▸ **Selected passage**

Catholics likewise need to become acquainted with the two issues that most Jews see as central. to their identity in our time: the Nazi Holocaust and the State of Israel. Even the best of contemporary Catholic efforts with respect to the image of the Jews tend to completely by-pass these issues. Yet there is no way a Catholic can truly relate to a real-life Jew in our time unless he or she understands how profoundly the Holocaust and the State of Israel have stirred their Jewish neighbor's spirit.

THE HOLOCAUST

With respect to the Holocaust I would repeat the comment of my colleague Professor Franklin Littell of Temple University who has said that from one perspective the Holocaust is something that happened to us Christians rather than to the Jews. We have been truly afraid to probe the significance of this tragedy for Christian self-understanding. And now we must ask, why? The answer, I believe, is a complex one. I would suggest the following as contributing factors to the silence. The first is the fact that the United States as a nation, and therefore the American Catholic church, was generally removed from the physical ravages of World War II. We simply did not feel its impact in the same existential way as the Europeans. And the American Catholic church was not faced with the same type of immediate and painful judgments about political allegiance or protest that confronted many European Catholics. But this represents only a small part of the total explanation. A residual anti-Semitism that subconsciously still regards Jewish life as expendable because of the Jewish people's past « sins » and the general exterminations of human beings in our century throughout the world probably also account in part for the failure to confront the Holocaust.

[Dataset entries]

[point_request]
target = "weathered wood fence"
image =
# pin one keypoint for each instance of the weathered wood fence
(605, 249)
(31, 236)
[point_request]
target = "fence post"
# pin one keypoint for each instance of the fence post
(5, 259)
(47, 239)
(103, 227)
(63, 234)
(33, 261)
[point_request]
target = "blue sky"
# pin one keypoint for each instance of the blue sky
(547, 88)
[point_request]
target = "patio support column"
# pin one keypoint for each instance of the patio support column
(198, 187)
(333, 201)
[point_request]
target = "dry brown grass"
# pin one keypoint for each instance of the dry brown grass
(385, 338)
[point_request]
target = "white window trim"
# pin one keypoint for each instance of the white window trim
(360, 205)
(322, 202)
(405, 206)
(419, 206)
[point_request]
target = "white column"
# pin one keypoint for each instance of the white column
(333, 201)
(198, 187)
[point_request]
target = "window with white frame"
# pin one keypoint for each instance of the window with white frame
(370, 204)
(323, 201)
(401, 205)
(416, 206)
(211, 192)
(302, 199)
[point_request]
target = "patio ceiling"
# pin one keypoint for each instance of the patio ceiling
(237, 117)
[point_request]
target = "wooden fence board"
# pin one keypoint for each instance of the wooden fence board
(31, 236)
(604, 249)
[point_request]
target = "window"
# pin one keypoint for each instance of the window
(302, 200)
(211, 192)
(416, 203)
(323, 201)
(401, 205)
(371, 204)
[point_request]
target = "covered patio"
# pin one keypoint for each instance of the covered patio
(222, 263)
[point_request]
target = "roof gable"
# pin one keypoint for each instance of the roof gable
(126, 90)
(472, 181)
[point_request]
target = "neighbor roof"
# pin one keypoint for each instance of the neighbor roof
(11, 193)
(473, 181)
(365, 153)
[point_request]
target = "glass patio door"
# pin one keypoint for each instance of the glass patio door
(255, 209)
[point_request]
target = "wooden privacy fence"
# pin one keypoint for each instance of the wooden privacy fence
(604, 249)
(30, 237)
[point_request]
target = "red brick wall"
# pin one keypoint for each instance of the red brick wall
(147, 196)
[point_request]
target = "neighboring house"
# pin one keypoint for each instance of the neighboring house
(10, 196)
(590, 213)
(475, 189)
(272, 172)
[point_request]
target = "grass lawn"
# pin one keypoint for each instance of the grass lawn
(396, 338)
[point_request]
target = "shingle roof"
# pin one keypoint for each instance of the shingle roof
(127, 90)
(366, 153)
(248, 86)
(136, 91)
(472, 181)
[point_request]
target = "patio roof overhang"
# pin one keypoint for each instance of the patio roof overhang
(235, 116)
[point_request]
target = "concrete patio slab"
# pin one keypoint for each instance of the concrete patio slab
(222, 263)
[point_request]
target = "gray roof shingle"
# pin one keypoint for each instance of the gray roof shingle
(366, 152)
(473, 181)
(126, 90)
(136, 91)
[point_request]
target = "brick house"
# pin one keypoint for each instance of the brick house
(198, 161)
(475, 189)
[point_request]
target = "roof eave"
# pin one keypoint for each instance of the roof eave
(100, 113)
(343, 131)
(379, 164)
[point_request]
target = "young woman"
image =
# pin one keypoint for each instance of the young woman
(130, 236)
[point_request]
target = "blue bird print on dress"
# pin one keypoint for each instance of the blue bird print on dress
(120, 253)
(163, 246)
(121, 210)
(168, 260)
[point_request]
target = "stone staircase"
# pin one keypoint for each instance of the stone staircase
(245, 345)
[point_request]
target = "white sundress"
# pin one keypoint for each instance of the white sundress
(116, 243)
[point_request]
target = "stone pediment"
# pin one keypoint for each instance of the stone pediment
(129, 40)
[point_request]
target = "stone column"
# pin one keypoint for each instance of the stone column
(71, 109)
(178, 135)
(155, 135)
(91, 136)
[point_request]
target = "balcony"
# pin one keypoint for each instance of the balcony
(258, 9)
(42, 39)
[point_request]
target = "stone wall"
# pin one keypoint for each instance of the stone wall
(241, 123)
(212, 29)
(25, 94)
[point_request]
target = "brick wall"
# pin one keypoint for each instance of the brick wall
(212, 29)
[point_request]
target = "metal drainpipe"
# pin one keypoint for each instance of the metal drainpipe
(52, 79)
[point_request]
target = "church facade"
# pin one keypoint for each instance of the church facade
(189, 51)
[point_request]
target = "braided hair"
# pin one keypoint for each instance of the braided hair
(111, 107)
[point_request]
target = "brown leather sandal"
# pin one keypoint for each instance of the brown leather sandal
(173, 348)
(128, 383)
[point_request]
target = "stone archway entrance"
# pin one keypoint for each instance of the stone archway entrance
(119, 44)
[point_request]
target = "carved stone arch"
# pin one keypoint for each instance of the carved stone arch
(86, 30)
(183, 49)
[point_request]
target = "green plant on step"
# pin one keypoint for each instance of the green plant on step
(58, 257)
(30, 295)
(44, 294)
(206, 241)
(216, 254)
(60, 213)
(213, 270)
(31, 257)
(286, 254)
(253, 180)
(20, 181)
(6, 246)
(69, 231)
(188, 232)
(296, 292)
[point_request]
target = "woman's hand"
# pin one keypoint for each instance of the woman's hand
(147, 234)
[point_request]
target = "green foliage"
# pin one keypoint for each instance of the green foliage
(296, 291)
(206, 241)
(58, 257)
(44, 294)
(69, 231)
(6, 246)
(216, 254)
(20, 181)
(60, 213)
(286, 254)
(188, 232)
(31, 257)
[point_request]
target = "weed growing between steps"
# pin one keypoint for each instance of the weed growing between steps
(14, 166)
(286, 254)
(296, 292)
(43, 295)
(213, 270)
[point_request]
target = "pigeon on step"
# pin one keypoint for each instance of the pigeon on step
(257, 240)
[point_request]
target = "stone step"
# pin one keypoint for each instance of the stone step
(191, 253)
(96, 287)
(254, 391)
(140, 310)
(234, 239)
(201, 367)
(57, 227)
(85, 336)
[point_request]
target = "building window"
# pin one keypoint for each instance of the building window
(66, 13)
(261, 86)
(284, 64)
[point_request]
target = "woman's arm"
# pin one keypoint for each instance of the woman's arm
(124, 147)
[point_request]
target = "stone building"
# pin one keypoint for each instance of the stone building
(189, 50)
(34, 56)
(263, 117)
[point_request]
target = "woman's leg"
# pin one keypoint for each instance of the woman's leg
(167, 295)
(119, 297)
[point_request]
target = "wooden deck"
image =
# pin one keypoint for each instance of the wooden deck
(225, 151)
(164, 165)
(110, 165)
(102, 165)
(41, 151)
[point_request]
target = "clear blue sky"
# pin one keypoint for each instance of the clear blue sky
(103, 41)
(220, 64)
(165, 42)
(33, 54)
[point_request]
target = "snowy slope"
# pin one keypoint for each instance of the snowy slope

▸ **Goals**
(a) List each factor the Holocaust passage gives as helping to explain the failure to confront the Holocaust.
(b) Output the Holocaust passage from "Catholics likewise need" up to and including "Jewish neighbor's spirit.", word for word.
(c) Write the next part of the Holocaust passage, picking up right after its final sentence.
These entries are separate material and are not part of the Holocaust passage.

▸ **Task responses**
(a)
- The United States as a nation, and therefore the American Catholic church, was generally removed from the physical ravages of World War II.
- The American Catholic church was not faced with the same type of immediate and painful judgments about political allegiance or protest that confronted many European Catholics.
- A residual anti-Semitism that subconsciously still regards Jewish life as expendable because of the Jewish people's past "sins."
- The general exterminations of human beings in our century throughout the world.

(b)
Catholics likewise need to become acquainted with the two issues that most Jews see as central. to their identity in our time: the Nazi Holocaust and the State of Israel. Even the best of contemporary Catholic efforts with respect to the image of the Jews tend to completely by-pass these issues. Yet there is no way a Catholic can truly relate to a real-life Jew in our time unless he or she understands how profoundly the Holocaust and the State of Israel have stirred their Jewish neighbor's spirit.

(c)
In my view, however, the principal reason for silence about the Holocaust is to be found in a theological attitude that is deeply ingrained in Catholics. In essence this attitude looks upon the church as a holy and spotless institution incapable of any major moral defects. It is extremely difficult to suggest to a believing Catholic even the possibility that his or her church could have been guilty of serious moral irresponsibility in suqh an event as the Holocaust. The initial reaction is usually hostility and extreme defensiveness. I recall an institute on Judaism for Catholic teachers which I helped to direct a few years ago. In one of the classes a Catholic professor exposed the participants to concrete examples of anti-Jewish attitudes and teachings among some of the major church fathers such as John Chrysostom. The negative reaction that ensued was shocking, as most of the participants simply tried to dismiss the evidence the professor was presenting them. And this outburst came from a group of Catholics who were well-educated and on the whole quite open to ecumenism generally and to Jewish-Christian relations in particular.

I cite the above example because I feel it well illustrates the problem. One could not ascribe the teachers' reaction to uninformed prejudice against Jews. Rather, I think it was a result of a serious shaking of the foundations of their faith commitment. After awhile some of them were able to take a more sober and mature look at the evidence presented in the class. But if such reactions can spring up among Catholics from a presentation of what would have to be called minor failings in the distant past, so much more will it be trying for Catholics to face an infinitely more serious and more recent challenge to the traditional Catholic notion of the church's basic moral integrity.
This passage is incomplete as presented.